THE PROBLEM: Take the material below and reproduce, word for word, only the lines from the line with "Identify the position of each instance of the jacket" through the line with "Identify the position of each instance of the blue band".

EXCERPTED RECORDS:
○ ○ ○

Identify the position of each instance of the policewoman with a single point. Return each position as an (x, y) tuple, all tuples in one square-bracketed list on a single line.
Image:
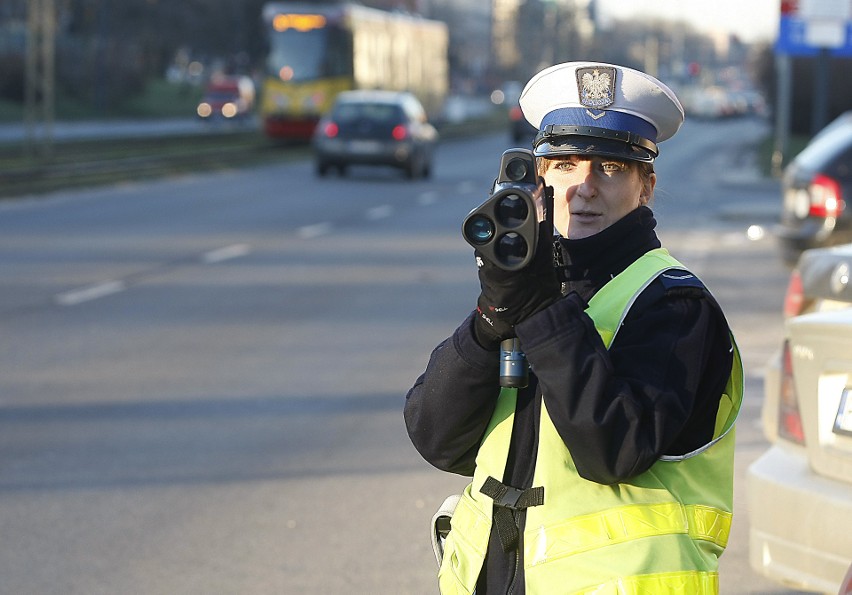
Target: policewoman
[(612, 471)]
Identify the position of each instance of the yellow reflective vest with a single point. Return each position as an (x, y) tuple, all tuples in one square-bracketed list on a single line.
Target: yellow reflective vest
[(659, 533)]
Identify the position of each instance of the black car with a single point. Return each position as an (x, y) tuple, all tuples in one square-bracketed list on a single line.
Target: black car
[(816, 186), (375, 128)]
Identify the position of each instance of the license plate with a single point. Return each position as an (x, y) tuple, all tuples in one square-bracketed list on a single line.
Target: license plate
[(843, 421), (365, 147)]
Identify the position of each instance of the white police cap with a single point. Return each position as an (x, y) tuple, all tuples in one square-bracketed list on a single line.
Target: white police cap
[(593, 108)]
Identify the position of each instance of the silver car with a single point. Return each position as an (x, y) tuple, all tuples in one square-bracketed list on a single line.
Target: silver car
[(375, 128), (800, 490)]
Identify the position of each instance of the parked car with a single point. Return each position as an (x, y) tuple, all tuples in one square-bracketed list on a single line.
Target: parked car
[(800, 490), (816, 188), (386, 128)]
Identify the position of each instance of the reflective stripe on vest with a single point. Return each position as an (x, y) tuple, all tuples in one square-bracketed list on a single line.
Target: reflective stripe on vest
[(660, 532), (618, 525)]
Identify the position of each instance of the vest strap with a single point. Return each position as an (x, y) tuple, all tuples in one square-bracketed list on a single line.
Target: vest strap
[(508, 499)]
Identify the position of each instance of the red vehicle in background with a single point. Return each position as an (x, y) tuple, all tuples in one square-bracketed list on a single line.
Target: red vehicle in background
[(227, 97)]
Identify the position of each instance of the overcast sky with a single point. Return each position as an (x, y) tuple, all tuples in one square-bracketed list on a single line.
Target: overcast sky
[(752, 20)]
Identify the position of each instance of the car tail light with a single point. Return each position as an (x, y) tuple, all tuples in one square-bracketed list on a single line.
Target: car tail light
[(794, 300), (330, 129), (789, 417), (399, 132), (826, 197)]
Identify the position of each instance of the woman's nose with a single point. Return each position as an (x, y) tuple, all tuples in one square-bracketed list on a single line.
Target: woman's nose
[(586, 187)]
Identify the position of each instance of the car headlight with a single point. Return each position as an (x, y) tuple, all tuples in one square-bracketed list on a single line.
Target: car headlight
[(229, 110)]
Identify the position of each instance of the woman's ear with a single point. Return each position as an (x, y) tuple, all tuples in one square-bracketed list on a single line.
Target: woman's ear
[(648, 184)]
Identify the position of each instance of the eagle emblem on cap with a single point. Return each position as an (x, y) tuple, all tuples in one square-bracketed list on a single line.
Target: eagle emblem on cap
[(596, 86)]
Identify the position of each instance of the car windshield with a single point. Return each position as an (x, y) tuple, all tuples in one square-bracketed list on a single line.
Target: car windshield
[(381, 112), (826, 146)]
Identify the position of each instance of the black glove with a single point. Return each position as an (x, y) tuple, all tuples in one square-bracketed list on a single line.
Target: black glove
[(510, 297)]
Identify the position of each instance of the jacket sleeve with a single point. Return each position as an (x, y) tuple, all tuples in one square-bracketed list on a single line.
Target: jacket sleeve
[(448, 409), (658, 386)]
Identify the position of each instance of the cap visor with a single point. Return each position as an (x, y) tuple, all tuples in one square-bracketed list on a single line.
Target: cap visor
[(580, 145)]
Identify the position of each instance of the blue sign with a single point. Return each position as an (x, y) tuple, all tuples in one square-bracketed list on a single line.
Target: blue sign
[(794, 39)]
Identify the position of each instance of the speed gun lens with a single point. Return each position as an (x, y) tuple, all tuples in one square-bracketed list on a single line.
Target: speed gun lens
[(479, 229), (512, 210), (517, 170)]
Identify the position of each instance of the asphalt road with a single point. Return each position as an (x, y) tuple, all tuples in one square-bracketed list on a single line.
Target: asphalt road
[(202, 378)]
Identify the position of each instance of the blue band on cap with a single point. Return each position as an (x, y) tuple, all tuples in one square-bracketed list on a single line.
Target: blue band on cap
[(613, 120)]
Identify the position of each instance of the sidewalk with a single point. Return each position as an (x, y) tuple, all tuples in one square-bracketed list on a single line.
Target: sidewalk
[(11, 133)]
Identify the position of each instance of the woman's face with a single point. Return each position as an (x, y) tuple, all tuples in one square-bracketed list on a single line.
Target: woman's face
[(592, 193)]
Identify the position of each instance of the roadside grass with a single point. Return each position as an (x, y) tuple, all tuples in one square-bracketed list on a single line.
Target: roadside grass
[(160, 99)]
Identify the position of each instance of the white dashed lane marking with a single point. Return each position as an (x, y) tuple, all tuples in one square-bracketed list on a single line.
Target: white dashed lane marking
[(226, 253), (106, 288), (92, 292)]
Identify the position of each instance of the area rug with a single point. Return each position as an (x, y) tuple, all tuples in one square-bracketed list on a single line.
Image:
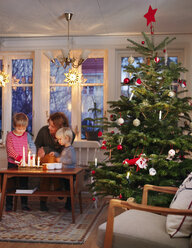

○ ○ ○

SOLUTION TO THE PROBLEM:
Identify the position of each instance of the jacket sleeve with a single point. Return each position as an (x, y) tuple, all tuples in one square-bracketed list on a single line.
Target: jacket sleeve
[(448, 409), (658, 386)]
Identify the position of each instance of the cap visor with a single point. Return each position as an (x, y) tuple, all tuples in one square-bracketed list on a single line.
Target: cap visor
[(580, 145)]
Identify the position of each instance of the blue sign with a single point. Return each position as an (x, y) tuple, all tuples in one square-bracketed list on a single line.
Target: blue sign
[(794, 39)]
Identify the position of each instance of the speed gun lens with a single point. Return each position as an (x, y) tuple, all tuples in one square-bracketed list on a single line.
Target: speed gun lens
[(479, 229), (512, 210), (517, 170)]
Identify the position of each instance of the asphalt road with a single point. Return each position as an (x, y) tuple, all tuples in one square-bracketed list on a single line.
Target: asphalt road
[(202, 378)]
Identify the position of each instance of the blue band on cap with a single point. Return each position as an (x, y) tuple, all tuples in one square-bracketed list on a single line.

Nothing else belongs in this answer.